*What you will do*
Please copy all of the records below word for word, changing nothing.

*Extracted data*

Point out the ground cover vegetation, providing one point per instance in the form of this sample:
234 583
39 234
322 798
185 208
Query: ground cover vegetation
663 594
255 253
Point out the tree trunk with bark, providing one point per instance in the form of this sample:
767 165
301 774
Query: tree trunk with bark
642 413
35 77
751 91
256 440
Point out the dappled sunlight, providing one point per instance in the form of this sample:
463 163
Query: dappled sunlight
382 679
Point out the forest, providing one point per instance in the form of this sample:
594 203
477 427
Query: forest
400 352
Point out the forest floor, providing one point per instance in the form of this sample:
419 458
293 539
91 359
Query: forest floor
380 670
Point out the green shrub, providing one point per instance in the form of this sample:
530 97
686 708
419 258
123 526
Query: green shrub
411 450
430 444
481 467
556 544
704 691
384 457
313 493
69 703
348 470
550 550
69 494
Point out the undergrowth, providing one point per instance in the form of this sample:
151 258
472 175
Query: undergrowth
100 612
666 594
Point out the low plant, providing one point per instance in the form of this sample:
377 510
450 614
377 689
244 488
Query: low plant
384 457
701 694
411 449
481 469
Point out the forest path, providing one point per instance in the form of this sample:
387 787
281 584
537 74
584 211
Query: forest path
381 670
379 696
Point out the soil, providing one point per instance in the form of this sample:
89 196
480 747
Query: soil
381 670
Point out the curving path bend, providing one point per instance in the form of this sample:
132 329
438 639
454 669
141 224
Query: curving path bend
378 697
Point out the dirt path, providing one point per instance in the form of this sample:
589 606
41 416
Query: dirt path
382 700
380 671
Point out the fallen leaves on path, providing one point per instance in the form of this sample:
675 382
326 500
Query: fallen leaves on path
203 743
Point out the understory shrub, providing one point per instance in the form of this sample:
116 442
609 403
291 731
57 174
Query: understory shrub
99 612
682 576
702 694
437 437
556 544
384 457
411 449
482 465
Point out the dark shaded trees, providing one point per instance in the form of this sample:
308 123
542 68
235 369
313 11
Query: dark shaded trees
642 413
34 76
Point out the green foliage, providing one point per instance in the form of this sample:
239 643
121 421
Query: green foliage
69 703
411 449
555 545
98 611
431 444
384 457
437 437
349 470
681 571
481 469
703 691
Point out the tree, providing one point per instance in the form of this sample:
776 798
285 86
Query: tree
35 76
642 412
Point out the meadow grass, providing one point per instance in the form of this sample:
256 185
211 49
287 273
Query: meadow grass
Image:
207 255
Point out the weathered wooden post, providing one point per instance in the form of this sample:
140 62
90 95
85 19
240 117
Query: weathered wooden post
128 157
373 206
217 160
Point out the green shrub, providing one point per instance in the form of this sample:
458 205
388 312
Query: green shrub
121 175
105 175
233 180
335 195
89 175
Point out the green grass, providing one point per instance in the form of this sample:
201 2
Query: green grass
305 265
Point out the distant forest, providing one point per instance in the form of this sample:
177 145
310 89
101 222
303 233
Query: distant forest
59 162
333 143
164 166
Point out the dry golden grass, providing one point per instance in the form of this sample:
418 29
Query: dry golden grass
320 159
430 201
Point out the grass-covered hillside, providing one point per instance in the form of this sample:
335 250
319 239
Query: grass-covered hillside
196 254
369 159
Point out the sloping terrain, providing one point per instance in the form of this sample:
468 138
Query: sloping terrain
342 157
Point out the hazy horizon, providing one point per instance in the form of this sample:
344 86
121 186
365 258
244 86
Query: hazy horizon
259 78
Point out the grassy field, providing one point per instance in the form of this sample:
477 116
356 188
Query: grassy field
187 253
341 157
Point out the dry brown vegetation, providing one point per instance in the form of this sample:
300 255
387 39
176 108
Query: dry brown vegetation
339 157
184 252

*Finished task*
Point out the ground cover vegetation, providing one point per instance in the form of this sample:
234 583
39 234
322 798
185 208
Query: ground cover vegetation
663 594
255 253
Point out the tree trunk with bark, providing one point per instance in the form of this sample:
767 165
301 774
Query: tree trunk with bark
642 413
35 77
751 91
256 440
Point out the dappled sunlight, providing one point per instance in the form of this sample:
463 163
Query: dappled sunlight
382 679
Point out the forest, providing one point per instance in the form of this sample:
594 203
477 427
Query: forest
400 352
Point out the forest floor, providing one point per instance in the form of this sample:
419 458
293 539
91 359
Query: forest floor
380 670
Point out the green shrub, providing one point per instance in the form of this sample:
530 97
686 708
419 258
123 526
Query: green shrub
411 450
430 444
481 467
556 544
704 691
384 457
313 493
69 703
348 470
550 550
69 494
Point out the undergrowth, providing one point per instance in the form of this sample:
151 258
472 175
Query: undergrowth
100 612
666 594
Point out the low plant, providing one point per instance in the form of this sample:
377 510
450 614
377 689
244 488
Query: low plant
384 457
701 694
411 449
481 469
Point out the forest path, providing one point per instance in the form of this sample:
387 787
281 584
537 74
584 211
Query: forest path
381 670
379 696
Point out the soil, providing one point per instance in the form of this sample:
89 196
480 747
Query: soil
381 670
Point out the curving path bend, providing one point per instance in the form of this sample:
132 329
438 639
454 669
141 224
Query: curving path bend
378 697
Point out the dirt path, providing one point per instance in the form of this sample:
589 606
41 416
Query: dirt path
382 700
380 671
Point out the fallen leaves on path, providing one point per instance in the form of this sample:
675 382
326 500
Query: fallen leaves on path
203 743
Point out the understory shrub, providing one point per instance in the form of this sample:
116 442
609 403
291 731
57 174
Query: understory shrub
99 612
682 576
702 694
437 437
556 544
384 457
411 449
482 465
Point out the dark shaded trees, providing one point per instance in the form of this sample:
308 123
542 68
235 369
313 11
Query: dark shaded trees
642 413
34 76
Point out the green foliage, providing one point per instance in the form of this sample:
239 643
121 421
Query: green foliage
69 703
411 449
555 545
98 611
431 444
384 457
437 437
349 470
681 571
481 469
703 691
Point out the tree, providing one point per instance in the form of this sample:
776 798
285 86
Query: tree
35 76
642 412
Point out the meadow grass, providing one point per instance in the form of this sample:
256 185
211 49
287 273
Query: meadow grass
Image:
207 255
Point out the weathered wooden post, providing one point per instance in the form of this sample:
140 62
90 95
85 19
240 117
Query: weathered wooden post
128 157
373 206
217 160
Point out the green shrub, providing one point per instance in the form of this sample:
458 205
388 312
Query: green shrub
121 175
105 175
233 180
335 195
89 175
Point out the green grass, providing one point per instance in the form of this sample:
201 2
Query: green grass
305 265
Point out the distant forest, providing one point per instance in the form of this sample:
177 145
310 89
101 222
303 233
Query: distant forest
59 162
333 143
164 166
Point out the dry golden grass, providing one point per instance in the form of this sample:
418 29
Query: dry golden grass
320 159
430 201
Point out the grass-covered hillside, providing one point per instance in the form of this sample:
335 250
319 239
Query: grass-covered hillside
196 254
369 159
Point out the sloping terrain, providing one point per instance in the form of this sample:
468 138
Query: sloping terrain
342 157
Point out the hazy horizon, providing one point per instance in the form of this sample:
344 86
121 186
365 258
244 86
Query: hazy horizon
259 78
Point out the grassy field, providing one point per instance in the form of this sample:
477 116
356 188
Query: grassy field
187 253
341 157
Point out the dry brown vegetation, providing one point per instance in the form of this sample:
300 255
387 39
176 108
Query: dry brown vegetation
339 157
184 252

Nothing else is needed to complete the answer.